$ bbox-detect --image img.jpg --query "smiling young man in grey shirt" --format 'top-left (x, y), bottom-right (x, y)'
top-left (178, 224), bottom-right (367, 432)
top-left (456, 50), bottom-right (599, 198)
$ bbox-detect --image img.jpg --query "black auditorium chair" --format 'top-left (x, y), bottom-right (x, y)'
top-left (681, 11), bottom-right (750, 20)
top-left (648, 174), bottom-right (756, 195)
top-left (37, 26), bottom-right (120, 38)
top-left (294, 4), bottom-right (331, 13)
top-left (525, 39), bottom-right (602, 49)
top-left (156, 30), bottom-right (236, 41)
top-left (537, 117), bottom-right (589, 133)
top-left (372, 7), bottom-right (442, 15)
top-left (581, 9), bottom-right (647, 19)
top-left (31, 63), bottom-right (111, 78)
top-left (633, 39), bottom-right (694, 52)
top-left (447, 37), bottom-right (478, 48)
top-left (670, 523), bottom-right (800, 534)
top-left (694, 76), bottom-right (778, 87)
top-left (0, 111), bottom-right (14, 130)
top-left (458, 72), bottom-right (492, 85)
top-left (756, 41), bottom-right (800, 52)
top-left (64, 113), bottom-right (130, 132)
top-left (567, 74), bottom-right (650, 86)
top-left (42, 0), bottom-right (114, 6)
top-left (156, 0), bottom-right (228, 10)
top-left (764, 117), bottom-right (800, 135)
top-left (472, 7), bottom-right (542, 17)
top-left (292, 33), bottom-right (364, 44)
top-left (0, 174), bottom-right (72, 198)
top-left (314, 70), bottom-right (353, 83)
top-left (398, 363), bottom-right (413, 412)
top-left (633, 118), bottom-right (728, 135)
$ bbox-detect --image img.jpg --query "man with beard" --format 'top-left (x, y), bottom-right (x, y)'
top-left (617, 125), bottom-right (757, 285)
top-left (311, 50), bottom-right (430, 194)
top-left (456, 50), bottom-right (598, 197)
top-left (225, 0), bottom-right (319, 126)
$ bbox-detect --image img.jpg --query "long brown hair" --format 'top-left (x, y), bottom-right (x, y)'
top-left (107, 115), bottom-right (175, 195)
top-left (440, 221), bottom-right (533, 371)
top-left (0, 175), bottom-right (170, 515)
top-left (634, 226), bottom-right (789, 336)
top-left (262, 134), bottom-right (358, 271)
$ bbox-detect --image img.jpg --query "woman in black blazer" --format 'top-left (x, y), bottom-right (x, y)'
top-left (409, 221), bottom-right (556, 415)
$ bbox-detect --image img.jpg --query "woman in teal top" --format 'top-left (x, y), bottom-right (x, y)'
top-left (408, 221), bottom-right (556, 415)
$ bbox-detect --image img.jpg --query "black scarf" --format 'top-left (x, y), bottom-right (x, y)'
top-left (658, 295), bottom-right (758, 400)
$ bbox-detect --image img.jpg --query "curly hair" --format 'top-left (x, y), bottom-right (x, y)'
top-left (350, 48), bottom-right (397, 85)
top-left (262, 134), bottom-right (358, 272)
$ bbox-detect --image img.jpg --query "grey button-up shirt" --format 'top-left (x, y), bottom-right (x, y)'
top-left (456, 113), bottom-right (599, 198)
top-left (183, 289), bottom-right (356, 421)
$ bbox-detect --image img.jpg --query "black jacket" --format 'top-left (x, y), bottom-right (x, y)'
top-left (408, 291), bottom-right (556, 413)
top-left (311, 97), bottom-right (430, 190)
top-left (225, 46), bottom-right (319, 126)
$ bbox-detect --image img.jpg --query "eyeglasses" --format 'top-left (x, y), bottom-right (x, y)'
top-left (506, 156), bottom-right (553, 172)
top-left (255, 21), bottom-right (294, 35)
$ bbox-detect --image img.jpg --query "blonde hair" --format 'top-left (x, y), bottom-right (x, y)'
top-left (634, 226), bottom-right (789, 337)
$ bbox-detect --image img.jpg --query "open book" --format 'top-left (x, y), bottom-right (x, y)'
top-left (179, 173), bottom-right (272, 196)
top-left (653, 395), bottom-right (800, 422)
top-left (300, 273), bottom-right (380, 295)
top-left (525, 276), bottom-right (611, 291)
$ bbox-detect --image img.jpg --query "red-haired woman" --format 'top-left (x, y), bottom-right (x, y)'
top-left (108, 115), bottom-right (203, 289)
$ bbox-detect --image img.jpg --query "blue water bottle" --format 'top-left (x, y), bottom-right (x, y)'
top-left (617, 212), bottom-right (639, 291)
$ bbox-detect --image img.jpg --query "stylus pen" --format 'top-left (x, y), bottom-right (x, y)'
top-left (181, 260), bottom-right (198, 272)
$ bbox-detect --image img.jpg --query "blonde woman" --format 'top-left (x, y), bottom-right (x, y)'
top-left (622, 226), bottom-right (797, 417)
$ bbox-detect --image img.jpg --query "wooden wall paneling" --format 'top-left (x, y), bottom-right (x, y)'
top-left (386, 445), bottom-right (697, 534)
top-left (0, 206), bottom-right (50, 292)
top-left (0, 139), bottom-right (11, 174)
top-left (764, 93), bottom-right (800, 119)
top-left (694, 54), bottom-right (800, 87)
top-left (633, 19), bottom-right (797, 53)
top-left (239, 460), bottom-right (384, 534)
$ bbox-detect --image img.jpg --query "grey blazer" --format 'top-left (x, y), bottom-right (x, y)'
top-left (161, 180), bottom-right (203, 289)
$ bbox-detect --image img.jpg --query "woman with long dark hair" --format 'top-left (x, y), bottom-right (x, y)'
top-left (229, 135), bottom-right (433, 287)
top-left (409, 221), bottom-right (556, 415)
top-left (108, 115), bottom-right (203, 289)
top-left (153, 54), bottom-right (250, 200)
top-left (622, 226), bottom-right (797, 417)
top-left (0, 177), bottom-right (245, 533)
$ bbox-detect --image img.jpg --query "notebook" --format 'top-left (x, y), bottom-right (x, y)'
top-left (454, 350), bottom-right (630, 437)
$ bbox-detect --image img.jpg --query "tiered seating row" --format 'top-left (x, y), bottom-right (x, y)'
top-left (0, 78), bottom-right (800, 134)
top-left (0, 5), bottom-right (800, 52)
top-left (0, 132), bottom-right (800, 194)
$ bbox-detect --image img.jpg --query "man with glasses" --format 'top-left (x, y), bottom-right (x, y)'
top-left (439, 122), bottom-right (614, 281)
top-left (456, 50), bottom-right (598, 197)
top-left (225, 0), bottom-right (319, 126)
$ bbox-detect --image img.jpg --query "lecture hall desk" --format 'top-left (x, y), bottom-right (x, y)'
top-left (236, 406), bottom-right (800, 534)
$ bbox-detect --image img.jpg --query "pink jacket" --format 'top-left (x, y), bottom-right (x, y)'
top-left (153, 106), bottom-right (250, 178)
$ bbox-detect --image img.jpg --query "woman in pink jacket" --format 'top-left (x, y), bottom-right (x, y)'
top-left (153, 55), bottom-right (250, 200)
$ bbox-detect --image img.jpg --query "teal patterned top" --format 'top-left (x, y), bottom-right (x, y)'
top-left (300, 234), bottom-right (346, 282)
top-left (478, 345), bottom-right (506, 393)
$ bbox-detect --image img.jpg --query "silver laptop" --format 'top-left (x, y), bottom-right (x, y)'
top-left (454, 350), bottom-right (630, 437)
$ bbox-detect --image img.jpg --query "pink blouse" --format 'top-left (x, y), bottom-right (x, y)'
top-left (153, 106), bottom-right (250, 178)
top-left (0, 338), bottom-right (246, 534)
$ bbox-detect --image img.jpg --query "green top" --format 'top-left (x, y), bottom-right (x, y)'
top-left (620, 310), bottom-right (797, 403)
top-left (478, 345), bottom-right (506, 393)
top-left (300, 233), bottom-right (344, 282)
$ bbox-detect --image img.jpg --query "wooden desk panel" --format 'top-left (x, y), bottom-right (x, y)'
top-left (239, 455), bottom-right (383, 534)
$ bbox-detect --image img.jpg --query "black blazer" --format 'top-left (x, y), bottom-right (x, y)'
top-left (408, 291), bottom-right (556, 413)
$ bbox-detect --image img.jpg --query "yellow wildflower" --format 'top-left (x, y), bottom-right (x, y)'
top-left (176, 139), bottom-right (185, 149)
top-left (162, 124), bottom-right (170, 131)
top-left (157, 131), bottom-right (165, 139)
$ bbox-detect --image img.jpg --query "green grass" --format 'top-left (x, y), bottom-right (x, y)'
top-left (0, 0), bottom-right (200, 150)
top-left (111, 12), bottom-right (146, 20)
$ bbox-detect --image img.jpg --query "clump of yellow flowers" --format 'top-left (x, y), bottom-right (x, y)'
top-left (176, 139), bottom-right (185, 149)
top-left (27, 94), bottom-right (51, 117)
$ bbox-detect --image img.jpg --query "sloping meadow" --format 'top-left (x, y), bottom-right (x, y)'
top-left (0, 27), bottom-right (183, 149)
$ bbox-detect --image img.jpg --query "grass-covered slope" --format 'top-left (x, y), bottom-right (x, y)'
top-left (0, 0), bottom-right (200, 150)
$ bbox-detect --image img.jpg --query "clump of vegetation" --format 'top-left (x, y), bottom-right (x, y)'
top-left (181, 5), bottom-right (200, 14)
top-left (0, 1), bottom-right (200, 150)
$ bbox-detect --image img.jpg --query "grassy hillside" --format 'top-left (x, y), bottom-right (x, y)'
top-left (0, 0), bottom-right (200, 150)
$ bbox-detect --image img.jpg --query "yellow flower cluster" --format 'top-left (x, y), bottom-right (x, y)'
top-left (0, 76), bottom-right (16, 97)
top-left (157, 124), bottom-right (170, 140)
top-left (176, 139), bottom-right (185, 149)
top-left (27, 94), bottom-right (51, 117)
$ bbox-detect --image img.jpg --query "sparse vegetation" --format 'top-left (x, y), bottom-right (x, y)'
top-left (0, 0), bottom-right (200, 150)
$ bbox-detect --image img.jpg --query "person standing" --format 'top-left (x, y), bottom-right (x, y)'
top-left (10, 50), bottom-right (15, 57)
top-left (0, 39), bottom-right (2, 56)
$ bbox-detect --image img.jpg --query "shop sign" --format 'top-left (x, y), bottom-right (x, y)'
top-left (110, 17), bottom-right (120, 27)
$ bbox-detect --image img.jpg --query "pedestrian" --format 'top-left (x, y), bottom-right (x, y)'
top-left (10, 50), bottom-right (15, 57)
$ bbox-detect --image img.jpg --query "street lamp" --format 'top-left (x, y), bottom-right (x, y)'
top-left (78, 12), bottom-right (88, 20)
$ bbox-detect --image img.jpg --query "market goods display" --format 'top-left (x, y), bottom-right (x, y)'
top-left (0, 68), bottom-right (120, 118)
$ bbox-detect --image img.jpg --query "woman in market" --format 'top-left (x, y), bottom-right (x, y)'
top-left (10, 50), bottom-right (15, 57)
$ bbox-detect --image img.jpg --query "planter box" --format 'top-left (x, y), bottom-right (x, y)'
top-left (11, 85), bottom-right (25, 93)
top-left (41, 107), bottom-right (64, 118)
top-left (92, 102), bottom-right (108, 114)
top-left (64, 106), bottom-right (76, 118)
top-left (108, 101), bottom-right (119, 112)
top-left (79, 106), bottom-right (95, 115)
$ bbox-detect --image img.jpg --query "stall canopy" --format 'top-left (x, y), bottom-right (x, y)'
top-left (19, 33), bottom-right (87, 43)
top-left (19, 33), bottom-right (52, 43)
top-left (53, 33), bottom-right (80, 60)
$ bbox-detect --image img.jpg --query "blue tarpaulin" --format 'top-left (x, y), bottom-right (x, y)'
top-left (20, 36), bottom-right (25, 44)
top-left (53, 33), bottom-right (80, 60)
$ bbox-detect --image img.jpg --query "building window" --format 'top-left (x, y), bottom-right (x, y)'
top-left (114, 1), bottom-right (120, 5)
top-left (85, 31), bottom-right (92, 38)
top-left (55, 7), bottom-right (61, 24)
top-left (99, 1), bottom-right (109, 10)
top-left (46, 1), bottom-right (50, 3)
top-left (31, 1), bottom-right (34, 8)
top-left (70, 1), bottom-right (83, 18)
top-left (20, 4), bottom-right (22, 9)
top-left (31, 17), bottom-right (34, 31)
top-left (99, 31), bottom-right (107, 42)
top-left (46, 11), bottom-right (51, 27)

※

* _Task to carry out_
Rewrite the rows above as a numbered list, starting with the first row and ending with the line that contains "top-left (456, 50), bottom-right (599, 198)". Leave out any blank lines.

* _In response_
1. $ bbox-detect --image img.jpg --query "smiling young man in grey shirt" --format 'top-left (x, y), bottom-right (x, y)'
2. top-left (178, 224), bottom-right (367, 432)
3. top-left (456, 50), bottom-right (599, 198)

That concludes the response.